## Given passage

We may have had the best darn seats in the house. This presentation blew our minds. TRKBRD is far from a perfect nor finished device, but it’s a clever prototype that was fun to learn about.

Hands-down, more of our conferences need more talks like this. We learned of failures and successes and hacks and end-runs, and there was energy just in watching the story. This was definitely one of the highlights of an outstanding conference.

TRKBRD: From Idea to Conception to Physical Prototype Description:

Physical prototyping allows you to see and touch your design. You don’t have to pretend to use your design in order to test it, you can touch your design and feel the interactions firsthand.

My final project, in my first year of grad school, started as a theoretical idea for a brand new way to interface with a portable computer. The interface had never been done before, so there wasn’t hardware available for me to realize my idea or even test it with people. The only way to realize my idea physically was to use the Arduino electronics prototyping platform and create the interface device myself. With a lot of research, testing, and talking with other Arduino users, I brought my idea to fruition, the TRKBRD (trackboard) was born!

Read more of the TRKBRD Description >

Rob Nero’s Bio:

Rob is currently working on his Master’s thesis at the Interaction Design Masters program at Malmö University, in Malmö, Sweden. Before deciding to move to Sweden, he designed enterprise web applications for large and Fortune 500 companies for 10 years. Rob’s design projects while attending the Masters program include a music remix web site that was used in a national campaign for refugees, a Bluetooth-enabled music distribution box for an inner-city hip-hop club, and multiple physical prototyping projects with the Arduino platform.

## Listing
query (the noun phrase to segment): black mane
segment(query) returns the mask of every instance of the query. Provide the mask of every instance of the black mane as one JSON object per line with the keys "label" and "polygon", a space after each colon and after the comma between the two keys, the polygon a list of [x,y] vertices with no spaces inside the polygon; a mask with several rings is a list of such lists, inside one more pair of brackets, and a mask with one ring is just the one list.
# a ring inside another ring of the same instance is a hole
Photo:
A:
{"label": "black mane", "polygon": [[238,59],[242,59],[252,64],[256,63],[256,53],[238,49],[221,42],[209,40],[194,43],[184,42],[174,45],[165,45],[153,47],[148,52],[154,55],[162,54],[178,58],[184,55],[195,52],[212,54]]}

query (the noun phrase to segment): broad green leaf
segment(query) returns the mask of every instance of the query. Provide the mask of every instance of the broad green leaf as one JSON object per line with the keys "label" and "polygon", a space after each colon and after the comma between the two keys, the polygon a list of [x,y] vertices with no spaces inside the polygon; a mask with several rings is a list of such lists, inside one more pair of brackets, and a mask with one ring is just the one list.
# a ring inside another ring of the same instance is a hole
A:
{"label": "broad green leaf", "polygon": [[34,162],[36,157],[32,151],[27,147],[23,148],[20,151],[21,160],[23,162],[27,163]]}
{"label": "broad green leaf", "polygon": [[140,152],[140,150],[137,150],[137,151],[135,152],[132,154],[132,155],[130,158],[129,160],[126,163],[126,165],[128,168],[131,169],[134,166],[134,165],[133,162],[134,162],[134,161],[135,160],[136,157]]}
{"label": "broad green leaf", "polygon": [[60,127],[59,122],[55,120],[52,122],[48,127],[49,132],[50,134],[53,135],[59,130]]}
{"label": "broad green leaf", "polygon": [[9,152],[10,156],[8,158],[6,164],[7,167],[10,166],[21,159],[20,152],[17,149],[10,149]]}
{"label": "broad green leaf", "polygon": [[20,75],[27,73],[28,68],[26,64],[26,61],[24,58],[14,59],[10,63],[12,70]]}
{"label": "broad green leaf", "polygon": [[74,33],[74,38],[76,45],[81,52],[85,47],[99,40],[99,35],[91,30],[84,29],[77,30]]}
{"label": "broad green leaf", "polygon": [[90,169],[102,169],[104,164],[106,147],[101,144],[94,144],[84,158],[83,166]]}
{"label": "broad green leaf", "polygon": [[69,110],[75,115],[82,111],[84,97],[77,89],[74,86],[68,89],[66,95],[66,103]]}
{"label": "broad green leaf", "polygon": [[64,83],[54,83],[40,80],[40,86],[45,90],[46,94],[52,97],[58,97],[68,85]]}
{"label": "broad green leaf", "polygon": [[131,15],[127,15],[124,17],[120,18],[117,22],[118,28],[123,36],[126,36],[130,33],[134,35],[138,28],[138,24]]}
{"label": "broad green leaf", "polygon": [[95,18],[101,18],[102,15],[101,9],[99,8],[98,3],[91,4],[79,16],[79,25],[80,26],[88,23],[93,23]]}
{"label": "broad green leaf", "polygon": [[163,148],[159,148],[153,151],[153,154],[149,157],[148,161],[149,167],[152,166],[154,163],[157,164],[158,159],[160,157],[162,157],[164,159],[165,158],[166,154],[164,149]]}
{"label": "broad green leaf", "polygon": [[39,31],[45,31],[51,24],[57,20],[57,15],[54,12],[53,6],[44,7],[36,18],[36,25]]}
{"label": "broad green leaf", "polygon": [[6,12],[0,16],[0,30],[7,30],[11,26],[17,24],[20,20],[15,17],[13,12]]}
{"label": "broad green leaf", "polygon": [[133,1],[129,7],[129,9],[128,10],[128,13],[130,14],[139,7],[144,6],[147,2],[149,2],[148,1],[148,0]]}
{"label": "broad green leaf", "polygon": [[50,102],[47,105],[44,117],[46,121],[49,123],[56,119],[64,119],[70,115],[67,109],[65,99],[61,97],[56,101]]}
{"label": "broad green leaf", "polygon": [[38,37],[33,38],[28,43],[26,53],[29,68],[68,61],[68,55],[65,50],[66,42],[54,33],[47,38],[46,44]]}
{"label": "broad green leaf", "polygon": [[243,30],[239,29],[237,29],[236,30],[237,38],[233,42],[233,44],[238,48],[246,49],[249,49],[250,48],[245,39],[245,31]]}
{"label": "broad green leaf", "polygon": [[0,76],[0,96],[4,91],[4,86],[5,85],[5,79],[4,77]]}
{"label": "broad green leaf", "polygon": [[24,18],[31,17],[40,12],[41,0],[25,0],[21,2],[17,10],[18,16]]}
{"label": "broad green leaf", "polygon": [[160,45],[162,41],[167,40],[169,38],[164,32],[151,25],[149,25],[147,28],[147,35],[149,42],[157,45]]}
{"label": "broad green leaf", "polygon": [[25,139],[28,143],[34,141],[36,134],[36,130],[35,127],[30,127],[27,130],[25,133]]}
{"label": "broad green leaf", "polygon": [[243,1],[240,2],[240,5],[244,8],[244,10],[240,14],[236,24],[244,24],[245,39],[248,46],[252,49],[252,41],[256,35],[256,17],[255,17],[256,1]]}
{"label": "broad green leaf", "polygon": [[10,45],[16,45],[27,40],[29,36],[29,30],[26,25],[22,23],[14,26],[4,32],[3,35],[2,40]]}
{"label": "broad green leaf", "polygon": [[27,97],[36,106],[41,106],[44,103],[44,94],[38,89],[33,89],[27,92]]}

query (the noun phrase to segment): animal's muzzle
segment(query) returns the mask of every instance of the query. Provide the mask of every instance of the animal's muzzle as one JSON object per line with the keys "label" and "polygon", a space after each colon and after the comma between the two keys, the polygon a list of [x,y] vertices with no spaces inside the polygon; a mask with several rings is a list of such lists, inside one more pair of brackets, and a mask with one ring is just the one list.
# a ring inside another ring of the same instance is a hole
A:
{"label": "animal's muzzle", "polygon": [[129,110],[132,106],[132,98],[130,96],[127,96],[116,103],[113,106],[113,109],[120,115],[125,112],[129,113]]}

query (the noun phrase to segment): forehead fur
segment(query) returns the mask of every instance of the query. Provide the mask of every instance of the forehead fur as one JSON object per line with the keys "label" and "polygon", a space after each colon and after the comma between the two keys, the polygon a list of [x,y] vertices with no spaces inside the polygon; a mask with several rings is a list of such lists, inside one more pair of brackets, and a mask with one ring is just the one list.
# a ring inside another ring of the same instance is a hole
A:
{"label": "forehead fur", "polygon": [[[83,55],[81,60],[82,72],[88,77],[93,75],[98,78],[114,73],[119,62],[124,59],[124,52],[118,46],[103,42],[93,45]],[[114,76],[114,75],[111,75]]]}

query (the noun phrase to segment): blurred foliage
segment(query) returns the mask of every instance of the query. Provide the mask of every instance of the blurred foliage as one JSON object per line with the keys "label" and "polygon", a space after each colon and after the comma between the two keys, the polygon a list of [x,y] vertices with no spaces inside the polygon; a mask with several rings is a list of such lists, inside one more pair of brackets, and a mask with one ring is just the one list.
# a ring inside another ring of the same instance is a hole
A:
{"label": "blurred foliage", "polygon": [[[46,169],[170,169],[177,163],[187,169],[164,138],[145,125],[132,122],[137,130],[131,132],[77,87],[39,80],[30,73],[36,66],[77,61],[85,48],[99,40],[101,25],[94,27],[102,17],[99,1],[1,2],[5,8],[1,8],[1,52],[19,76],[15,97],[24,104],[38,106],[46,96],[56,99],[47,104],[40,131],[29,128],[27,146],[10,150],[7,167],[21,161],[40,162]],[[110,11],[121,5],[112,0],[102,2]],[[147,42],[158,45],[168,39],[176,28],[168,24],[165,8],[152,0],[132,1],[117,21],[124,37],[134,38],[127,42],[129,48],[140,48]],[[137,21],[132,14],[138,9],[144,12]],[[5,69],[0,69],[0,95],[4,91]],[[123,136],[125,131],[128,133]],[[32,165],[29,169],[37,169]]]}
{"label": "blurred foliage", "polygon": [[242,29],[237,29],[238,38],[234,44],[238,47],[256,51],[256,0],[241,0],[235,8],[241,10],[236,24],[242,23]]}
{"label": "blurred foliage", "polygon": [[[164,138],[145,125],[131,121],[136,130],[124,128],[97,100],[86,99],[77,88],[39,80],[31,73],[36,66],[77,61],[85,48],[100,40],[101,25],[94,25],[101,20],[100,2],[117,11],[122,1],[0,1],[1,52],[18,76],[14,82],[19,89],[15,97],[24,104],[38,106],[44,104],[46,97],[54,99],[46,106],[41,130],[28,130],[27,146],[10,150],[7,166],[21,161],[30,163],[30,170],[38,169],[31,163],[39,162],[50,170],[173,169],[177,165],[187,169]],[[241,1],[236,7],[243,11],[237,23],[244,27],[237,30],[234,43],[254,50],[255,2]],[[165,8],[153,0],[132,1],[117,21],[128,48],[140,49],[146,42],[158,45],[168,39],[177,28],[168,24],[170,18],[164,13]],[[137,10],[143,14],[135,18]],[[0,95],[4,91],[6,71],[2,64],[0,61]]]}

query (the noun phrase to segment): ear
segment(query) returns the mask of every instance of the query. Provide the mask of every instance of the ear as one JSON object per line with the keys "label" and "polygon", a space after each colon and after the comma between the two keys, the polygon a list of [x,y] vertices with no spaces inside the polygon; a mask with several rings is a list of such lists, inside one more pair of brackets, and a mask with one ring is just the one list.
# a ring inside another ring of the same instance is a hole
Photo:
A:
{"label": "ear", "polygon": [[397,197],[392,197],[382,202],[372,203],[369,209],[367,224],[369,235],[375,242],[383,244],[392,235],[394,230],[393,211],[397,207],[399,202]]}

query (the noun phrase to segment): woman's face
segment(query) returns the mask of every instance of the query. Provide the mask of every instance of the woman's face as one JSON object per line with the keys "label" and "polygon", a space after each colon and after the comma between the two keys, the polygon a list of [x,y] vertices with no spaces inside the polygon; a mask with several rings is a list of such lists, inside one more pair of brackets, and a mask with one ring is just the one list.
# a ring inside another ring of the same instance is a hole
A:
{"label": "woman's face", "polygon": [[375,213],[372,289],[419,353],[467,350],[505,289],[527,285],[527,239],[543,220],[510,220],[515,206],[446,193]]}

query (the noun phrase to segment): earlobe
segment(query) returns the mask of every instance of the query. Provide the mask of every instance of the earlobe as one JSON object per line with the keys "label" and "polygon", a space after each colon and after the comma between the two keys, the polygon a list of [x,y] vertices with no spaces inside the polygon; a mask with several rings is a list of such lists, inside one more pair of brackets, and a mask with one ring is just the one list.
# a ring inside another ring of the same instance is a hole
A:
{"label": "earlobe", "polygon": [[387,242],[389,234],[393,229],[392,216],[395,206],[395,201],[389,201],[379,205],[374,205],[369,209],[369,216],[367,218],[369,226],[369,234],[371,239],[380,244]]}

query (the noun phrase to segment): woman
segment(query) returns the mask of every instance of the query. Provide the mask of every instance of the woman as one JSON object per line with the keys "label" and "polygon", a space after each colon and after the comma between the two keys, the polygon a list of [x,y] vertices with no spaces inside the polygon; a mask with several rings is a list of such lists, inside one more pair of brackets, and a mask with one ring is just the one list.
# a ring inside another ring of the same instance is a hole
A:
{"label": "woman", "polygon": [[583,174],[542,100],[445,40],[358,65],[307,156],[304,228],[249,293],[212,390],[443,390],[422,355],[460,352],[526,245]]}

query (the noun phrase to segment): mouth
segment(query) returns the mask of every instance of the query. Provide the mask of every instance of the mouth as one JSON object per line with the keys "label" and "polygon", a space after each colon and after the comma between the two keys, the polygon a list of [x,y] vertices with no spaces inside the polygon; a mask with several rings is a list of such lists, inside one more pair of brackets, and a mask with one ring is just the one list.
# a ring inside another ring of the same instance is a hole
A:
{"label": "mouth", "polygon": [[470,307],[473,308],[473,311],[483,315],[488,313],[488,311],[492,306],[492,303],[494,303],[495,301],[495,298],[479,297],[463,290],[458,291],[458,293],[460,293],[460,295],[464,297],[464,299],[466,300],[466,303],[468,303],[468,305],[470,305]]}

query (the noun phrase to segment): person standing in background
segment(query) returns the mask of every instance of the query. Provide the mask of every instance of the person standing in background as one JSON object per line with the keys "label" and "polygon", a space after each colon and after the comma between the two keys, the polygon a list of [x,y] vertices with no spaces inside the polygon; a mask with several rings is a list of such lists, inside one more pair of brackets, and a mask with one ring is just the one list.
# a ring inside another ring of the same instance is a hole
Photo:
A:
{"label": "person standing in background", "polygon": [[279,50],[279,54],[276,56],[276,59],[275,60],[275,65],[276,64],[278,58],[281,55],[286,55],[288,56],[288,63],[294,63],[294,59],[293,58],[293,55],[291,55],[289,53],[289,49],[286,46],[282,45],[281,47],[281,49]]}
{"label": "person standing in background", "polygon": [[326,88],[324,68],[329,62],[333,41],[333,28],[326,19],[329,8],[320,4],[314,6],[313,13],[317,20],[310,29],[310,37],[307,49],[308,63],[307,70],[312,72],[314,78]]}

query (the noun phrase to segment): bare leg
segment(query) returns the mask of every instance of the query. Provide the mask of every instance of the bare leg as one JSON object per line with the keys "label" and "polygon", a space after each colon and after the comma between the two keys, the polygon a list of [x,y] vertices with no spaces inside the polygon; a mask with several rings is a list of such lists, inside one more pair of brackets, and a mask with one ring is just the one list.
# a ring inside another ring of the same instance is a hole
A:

## Problem set
A. In the rows, take everything from "query (the noun phrase to segment): bare leg" down to the end of the rows and write it out again, substituting "bare arm" for "bare leg" and leaving all else unchanged.
B. Resume the piece on the TRKBRD prototype talk, carrying on after its last sentence.

## Results of the tasks
A.
query (the noun phrase to segment): bare arm
segment(query) returns the mask of every instance of the query. Provide the mask of every instance of the bare arm as one JSON object per line with the keys "label" and "polygon", a space after each colon and after the comma between the two keys, the polygon a list of [x,y] vertices with no spaces inside the polygon; a mask with several rings is a list of such lists, inside one more pair of brackets, and a mask with one ring is just the one list.
# a ring inside another ring of the same instance is a hole
A:

B.
After graduation in 2010, Rob is seeking employment opportunities in the physical and tangible interface areas. He hopes to continue his work in rapid physical prototyping, electronics, and people interaction in every adventure and future employment.

My Notes on the Session:

  • Rob is a student at Malmo, Sweden and the last bit of his work for his degree was “Anything”. Yep, anything he wanted, but he had to create something.
  • He was at a coffee shop doing work; his laptop barely fit on the table, as usual, and couldn’t use his mouse–hates the trackpad.
  • He found a spatial problem to solve with his laptop and the space to work in–and trackpads keep getting smaller, and they’re a pain in the ass to use.
  • The only way to make a smaller netbook is to sacrifice the trackpad space.
  • Had the idea and the tools, wanted to make this new thing.
  • Thought of: TrackBoard (keyboard and trackpad?)
  • Combining keyboard and trackpad so as to create more available space.
  • Recognized “zones” on the keyboard based upon where your hands sit on a keyboard for typing.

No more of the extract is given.